> TEXT EXCERPT
— START —
# 2 Dress or not to Dress??



## jonrconner (May 20, 2015)

Definitely dress, lately using Umpqua Russ Peake dressing, very slick, easy to apply, I don’t know how much distance it might add, but it makes casting a lot easier.
JC


----------



## Rick hambric (Jun 24, 2017)

Depends on the line. My Cortland flats taper, most definitely. Sa amplitude, not so much, only a good cleaning. I will use 100% silicone for dressing.


----------



## BM_Barrelcooker (May 4, 2011)

Ya'll gonna laugh at my country ways but I just use a little veggie oil.

Orvis brand of course.


----------



## SomaliPirate (Feb 5, 2016)

I've been using the Scientific Angler stuff, but I still can't cast worth a damn.


----------



## Rick hambric (Jun 24, 2017)

SomaliPirate said:


> I've been using the Scientific Angler stuff, but I still can't cast worth a damn.


finally an honest man amongst us!!!


----------



## Bonecracker (Mar 29, 2007)

Where's Ted/Backwater when you need him?? I was hoping he would give up his super secret fly line dressing that is only privy to the likes of Mills and Fordyce!!


----------



## eightwt (May 11, 2017)

Have been using Umpqua Glide. Works ok. Wash lines after each use. Apply dressing with fingers.
— END —
> SUPPLIED INFORMATION
— START —
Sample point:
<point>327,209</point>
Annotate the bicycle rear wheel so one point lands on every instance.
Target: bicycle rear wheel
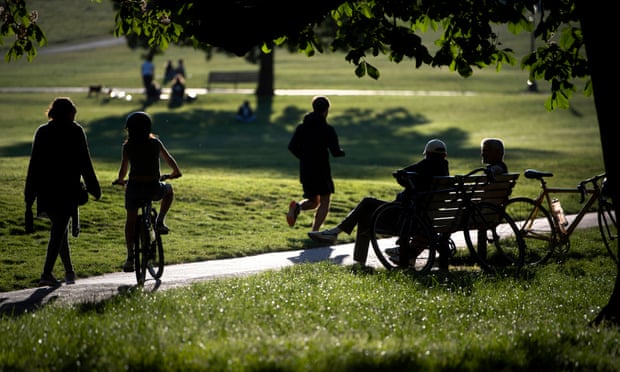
— END —
> TASK OBJECTIVE
Continue the fly line dressing thread from the point where it stops. The data plays no part in what you are asked to do here.

> EXERCISE RESPONSE
----------



## Zika (Aug 6, 2015)

http://lineandlure.com


----------



## el9surf (Dec 23, 2008)

I use the Rio dressing on rare occasion. Honestly I'm pretty bad about line upkeep. I have never felt like I was going to gain substantial distance by dressing my line. I will clean them once in a while but that's usually about it. Then again my lines are either in a bucket or in the water, so they don't get all the deck grime that some people seem to have.


----------



## crboggs (Mar 30, 2015)

Yes...this is real and it works nicely.


----------



## FlyBy (Jul 12, 2013)

SomaliPirate said:


> I've been using the Scientific Angler stuff, but I still can't cast worth a damn.


Thanks, now I know what my problem is.


----------



## FlyBy (Jul 12, 2013)

crboggs said:


> Yes...this is real and it works nicely.


But for what?


----------



## SomaliPirate (Feb 5, 2016)

Y'all think I'm joking. I can't cast to save my life. I'll gladly trade a day on my skiff and a cold beer for anyone in the nature coast area who wants to tell me how screwed up my cast is and how to fix it.


----------



## BM_Barrelcooker (May 4, 2011)

I can do the first part.


----------



## ol' superskiff (Oct 22, 2015)

Just a friendly suggestion, if you use sunscreen scrub it off your fingers after applying, it will turn any line into peanut butter eventually.


----------



## Rick hambric (Jun 24, 2017)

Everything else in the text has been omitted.